▸ **Task prompt**
Please count the lines of the records below that contain the word "jacket", matching case exactly, and reply with that number alone.

#####

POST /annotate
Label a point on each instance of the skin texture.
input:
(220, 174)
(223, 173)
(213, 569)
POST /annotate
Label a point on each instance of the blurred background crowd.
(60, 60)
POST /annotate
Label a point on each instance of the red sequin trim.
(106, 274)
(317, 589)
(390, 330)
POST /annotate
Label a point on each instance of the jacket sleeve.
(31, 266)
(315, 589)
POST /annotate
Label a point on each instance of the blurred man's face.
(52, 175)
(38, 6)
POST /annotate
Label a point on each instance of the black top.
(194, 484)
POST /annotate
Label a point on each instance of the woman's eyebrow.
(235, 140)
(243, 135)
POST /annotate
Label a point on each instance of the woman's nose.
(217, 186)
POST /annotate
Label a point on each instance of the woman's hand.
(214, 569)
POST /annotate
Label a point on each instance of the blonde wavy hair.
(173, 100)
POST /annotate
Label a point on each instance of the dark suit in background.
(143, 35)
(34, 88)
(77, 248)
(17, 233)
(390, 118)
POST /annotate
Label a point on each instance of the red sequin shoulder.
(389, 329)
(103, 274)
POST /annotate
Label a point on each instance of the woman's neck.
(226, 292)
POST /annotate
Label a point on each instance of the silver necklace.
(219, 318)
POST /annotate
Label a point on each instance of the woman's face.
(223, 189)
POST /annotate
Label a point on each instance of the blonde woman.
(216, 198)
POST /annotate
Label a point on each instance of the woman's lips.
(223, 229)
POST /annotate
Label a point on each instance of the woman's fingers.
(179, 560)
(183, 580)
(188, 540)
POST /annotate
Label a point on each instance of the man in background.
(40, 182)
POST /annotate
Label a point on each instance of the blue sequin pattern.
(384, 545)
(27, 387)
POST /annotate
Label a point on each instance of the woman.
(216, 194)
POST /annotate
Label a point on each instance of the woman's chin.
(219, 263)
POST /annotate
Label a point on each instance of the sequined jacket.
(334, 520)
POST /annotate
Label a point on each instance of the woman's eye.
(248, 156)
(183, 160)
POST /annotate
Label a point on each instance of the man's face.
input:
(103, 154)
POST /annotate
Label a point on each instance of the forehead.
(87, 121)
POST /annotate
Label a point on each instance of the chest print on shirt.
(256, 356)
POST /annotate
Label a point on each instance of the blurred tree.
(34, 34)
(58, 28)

#####

▸ **Result of the exercise**
2